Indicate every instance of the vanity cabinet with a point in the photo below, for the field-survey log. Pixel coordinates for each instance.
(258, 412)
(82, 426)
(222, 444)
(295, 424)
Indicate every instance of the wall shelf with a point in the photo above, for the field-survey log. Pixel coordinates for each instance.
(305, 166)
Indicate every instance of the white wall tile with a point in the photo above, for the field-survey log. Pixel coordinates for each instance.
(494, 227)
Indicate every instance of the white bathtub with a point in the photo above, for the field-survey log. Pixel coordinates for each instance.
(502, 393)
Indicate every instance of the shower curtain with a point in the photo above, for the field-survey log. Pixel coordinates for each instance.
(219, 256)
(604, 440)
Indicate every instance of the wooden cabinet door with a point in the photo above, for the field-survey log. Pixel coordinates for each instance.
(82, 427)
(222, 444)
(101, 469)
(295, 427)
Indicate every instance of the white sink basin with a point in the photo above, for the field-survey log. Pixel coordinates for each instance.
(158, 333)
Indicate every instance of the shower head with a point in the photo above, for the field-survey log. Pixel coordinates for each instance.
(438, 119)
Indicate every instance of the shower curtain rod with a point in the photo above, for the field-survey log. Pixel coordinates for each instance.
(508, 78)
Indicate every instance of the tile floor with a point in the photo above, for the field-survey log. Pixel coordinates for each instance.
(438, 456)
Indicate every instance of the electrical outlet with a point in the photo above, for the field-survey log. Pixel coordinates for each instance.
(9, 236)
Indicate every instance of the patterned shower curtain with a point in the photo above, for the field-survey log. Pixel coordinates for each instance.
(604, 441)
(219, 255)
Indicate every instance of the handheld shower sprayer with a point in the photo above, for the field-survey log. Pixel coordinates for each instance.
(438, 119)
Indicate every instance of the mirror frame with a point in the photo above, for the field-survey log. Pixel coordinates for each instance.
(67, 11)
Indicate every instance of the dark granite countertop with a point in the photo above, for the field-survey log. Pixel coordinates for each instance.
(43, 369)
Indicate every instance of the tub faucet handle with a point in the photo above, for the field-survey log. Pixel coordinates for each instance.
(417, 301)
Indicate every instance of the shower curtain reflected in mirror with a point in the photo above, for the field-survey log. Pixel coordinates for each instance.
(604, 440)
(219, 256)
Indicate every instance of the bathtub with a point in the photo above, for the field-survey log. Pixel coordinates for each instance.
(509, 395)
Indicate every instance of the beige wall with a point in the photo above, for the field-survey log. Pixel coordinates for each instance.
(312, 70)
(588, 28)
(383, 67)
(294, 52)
□ □ □ □
» TASK GOAL: Copy out, character for character, the lines that begin at the one containing "Indicate every instance of the shower curtain reflected" and run through the end of the material.

» TASK ANSWER:
Indicate every instance of the shower curtain reflected in mirror with a point in the photo above, for the field-survey log. Pixel coordinates for each instance.
(604, 440)
(219, 256)
Indicate every instance of the bathtub with a point in the photo above, for the field-survey log. Pixel coordinates for each instance.
(509, 395)
Indicate every instance of the beige wall with a point in the photo above, for the field-survey log. Pixel coordinates for each instance.
(312, 70)
(588, 28)
(383, 67)
(294, 52)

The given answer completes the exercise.